VORLIEGENDER AUSZUG ::
━━━━
Während bei den Wahlen 1928 die NSDAP noch zwei Prozent der Stimmen erhalten hatte, seien es schon vier Jahre später 65 Prozent Zustimmung gewesen. Dies sei vor allem auf die bittere Armut, Verzweiflung und existenzielle Ängste der in der strukturschwachen Region lebenden Menschen zurückzuführen, erklärte Sörensen in seinem Festvortrag. Dies sei keine Entschuldigung, aber erwiesenermaßen besonderer Nährboden und Beweis dafür gewesen, dass der Nationalsozialismus kein bloßes Phänomen der Metropolen, vielmehr auch in Husum und Umgebung erschreckend lebendig war. Dies könne und müsse für uns auch heute als Mahnung gelten.
━━━━
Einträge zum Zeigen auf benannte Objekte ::
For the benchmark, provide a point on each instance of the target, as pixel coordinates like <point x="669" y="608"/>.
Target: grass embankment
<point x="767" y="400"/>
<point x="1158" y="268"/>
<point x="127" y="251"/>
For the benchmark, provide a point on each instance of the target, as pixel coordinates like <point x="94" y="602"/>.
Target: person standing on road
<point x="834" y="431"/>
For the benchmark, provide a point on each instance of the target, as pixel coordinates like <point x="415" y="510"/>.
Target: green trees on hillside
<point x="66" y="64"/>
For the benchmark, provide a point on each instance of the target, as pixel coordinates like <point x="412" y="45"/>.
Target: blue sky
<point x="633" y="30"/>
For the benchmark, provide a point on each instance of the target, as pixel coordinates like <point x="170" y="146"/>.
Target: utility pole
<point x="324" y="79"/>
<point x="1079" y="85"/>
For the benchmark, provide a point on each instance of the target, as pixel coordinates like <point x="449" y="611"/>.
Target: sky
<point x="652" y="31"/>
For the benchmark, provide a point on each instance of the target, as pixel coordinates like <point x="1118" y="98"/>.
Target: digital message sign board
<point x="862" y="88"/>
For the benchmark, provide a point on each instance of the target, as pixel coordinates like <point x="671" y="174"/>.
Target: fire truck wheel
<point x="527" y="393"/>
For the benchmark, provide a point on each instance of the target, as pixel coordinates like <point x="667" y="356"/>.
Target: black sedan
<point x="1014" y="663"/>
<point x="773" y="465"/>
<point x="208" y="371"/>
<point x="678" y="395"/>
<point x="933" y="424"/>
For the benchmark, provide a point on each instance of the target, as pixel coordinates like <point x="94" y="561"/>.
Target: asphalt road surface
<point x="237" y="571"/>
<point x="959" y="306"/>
━━━━
AUFGABENLISTE ::
1. Kannst du aus dem Auszug über die NSDAP in Husum alles von „Während bei den“ bis hinunter zu „als Mahnung gelten.“ wortgetreu wiedergeben?
2. Wie geht der Auszug über die NSDAP in Husum weiter? Führe ihn im Anschluss an seinen letzten Satz fort.
Die Datensätze spielen hierfür keine Rolle.

LÖSUNGEN ::
1.
Während bei den Wahlen 1928 die NSDAP noch zwei Prozent der Stimmen erhalten hatte, seien es schon vier Jahre später 65 Prozent Zustimmung gewesen. Dies sei vor allem auf die bittere Armut, Verzweiflung und existenzielle Ängste der in der strukturschwachen Region lebenden Menschen zurückzuführen, erklärte Sörensen in seinem Festvortrag. Dies sei keine Entschuldigung, aber erwiesenermaßen besonderer Nährboden und Beweis dafür gewesen, dass der Nationalsozialismus kein bloßes Phänomen der Metropolen, vielmehr auch in Husum und Umgebung erschreckend lebendig war. Dies könne und müsse für uns auch heute als Mahnung gelten.

2.
In einer immer schnelllebigeren Zeit hat der Historiker sich dem Wirken gegen das Vergessen und gegen den Verlust von Werten, Erfahrungen und Vermächtnissen der nordfriesischen Vergangenheit verschrieben und bewahrt damit – wie einst Hans Momsen und wenige andere vor und nach diesem – ein Erbe, das noch vielen zukünftigen Generationen nachvollzieh- und erlebbar weitergegeben werden kann. Dabei verbleibt seine Arbeit nicht allein auf Papier und in Büchern gefangen: Gerade die Ergebnisse siedlungshistorischer Forschung werden im nordfriesischen Landstrich oft genug durch die entsprechende Benennung von Straßen und Wegen weitergetragen und erinnern so jeden Tag an das historische Fundament, auf dem das heutige Leben gebaut ist. So erklärte Sörensen in seinem Festvortrag zur Bedeutung von Geschichte: „Wir alle beschäftigen uns mehr mit Geschichte als uns meist bewusst ist! Sie scheint uns sehr fern zu liegen, auch wenn wir täglich damit zu tun haben — denn alles ist und hat eine Geschichte! Wir müssen uns mit der Geschichte beschäftigen, um die Gegenwart zu verstehen und zu erkennen, was möglich und denkbar ist.”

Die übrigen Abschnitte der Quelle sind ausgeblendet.